§ Extrait de page

Contestation de licenciements autorisés par le juge-commissaire

Contestation de licenciements autorisés par le juge-commissaireLa contestation d’un licenciement économique autorisé par le juge-commissaire est possible. C’est ce que nous apprend cette jurisprudence de la Cour de cassation du 4 juillet 2018. Lorsqu’une entreprise est en cessation de paiement (dépôt de bilan), le tribunal de commerce ouvre une procédure collective de redressement judiciaire ou de liquidation. A la suite le juge-commissaire peut dans le premier cas, ou  doit  dans le second autoriser le licenciement économique d’une partie (1er cas) ou de la totalité (2ème cas) des salariés de l’entreprise.

Le contexte et la contestation des licenciements économiques autorisés par le juge-commissaire

Le 8 octobre 2007, le dirigeant de l’entreprise a déclaré que la société Pierre Houchard menuisier agenceur (PHMA) était en cessation des paiements. Un plan de redressement a été présenté et homologué. Le 1er décembre 2009, le tribunal de commerce a décidé la liquidation de la société. Par ordonnance du 18 décembre 2009, le juge-commissaire a autorisé le licenciement pour motif économique des vingt salariés de la société.

Par la suite, le 4 juillet 2011, l’ancien dirigeant de la société a été déclaré coupable notamment du délit de banqueroute pour avoir délibérément choisit de ne plus poursuivre l’activité de la société PHMA en transférant la clientèle et 2 200 000 euros de chiffre d’affaires à une société nouvelle Atelier 41, appartenant au même groupe. Ceci a ainsi été à l’origine de la liquidation judiciaire de la liquidation judiciaire de la société PHMA.

Suite à la condamnation de l’ancien dirigeant pour banqueroute, plusieurs salariés licenciés (ou ayant droit d’un salarié décédé), ont, saisi la juridiction prud’homale, les 7 juin et 24 juillet 2012, pour contester leur licenciement et obtenir des dommages-intérêts pour licenciements sans cause réelle et sérieuse et exécution déloyale de leurs contrats de travail.

L’arrêt de la cour d’appel déboutant les salariés

Selon la cour d’appel, en présence d’une autorisation de licenciements économiques donnée par le juge-commissaire au liquidateur durant la période de maintien de l’activité de l’entreprise, le contrôle de la cause économique des licenciements et de son caractère réel et sérieux relève de la compétence du juge de la procédure collective.

La cour d’appel a retenu que les salariés invoquaient un manquement de leur employeur (la société Pierre Houchard Menuisier Agenceur) et que par conséquent ils ne pouvaient pas se prévaloir du délit de banqueroute, puisque celui-ci a été commis, personnellement, par le dirigeant de l’entreprise.

La cour d’appel a même souligné que la société PHMA était elle-même victime et que les salariés ne démontraient pas un manquement ou une faute commise par la société elle-même, qui aurait conduit à la faillite frauduleuse et leur aurait causé un préjudice distinct de celui résultant de la perte de leurs emplois.

§ Données fournies

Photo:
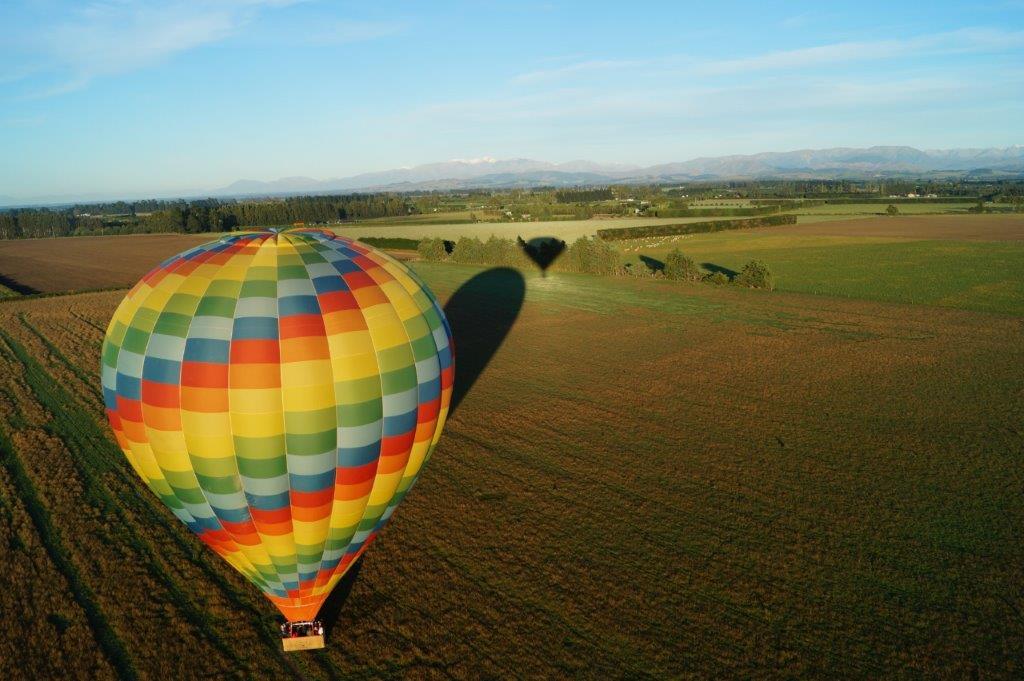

§ Tâche
Rédigez la suite de l'article sur la contestation des licenciements autorisés par le juge-commissaire, en reprenant après sa dernière phrase.

§ Résultat final
La Cour d’appel d’Angers a donc débouté les demandes de dommages et intérêts des salariés.

(Cour d’appel d’Angers, du 18 octobre 2016)

Contestant l’arrêt d’appel, les salariés ont formé un pourvoi en cassation.

L’arrêt de la Cour de cassation

La Cour de cassation a considéré que la cour d’appel « ayant constaté, sans méconnaître le principe de contradiction, que n’était pas établi un manquement à l’exécution de bonne foi du contrat de travail par la société Pierre Houchard menuisier agenceur causant aux salariés un préjudice distinct de celui résultant de la perte de leur emploi, [elle] a légalement justifié sa décision ».

Mais la Cour de cassation a aussi considéré «  que le salarié licencié en vertu d’une autorisation par ordonnance du juge-commissaire, est recevable à contester la cause économique de son licenciement lorsqu’il prouve que cette autorisation résulte d’une fraude » (alors que la cour d’appel avait considéré que les salariés étaient irrecevables à contester le bien-fondé de la cause économique de leurs licenciements, relevant selon elle de la seule compétence du juge de la procédure collective).

La Cour de cassation en a conclu qu’en statuant comme elle l’avait fait, la cour d’appel avait violé les articles L 1233-2, L 1235-1 et L 1235-3 du code du travail, dans leur version applicables à l’époque des faits (NDLR : les modifications apportées à ces articles ne semblent pas être de nature à modifier la position de la Cour de cassation).

Par ces motifs, la Cour de cassation  a cassé et annulé l’arrêt de la cour d’appel d’Angers du 18 octobre 2016, en ce qu’il avait débouté les salariés ou leurs ayants droit de leur demande tendant à voir déclarer leurs licenciements dépourvus de cause réelle et sérieuse et de leurs demandes de dommages-intérêts de ce chef.

(Cour de cassation, chambre sociale, 4 juillet 2018, N° : 16-27922)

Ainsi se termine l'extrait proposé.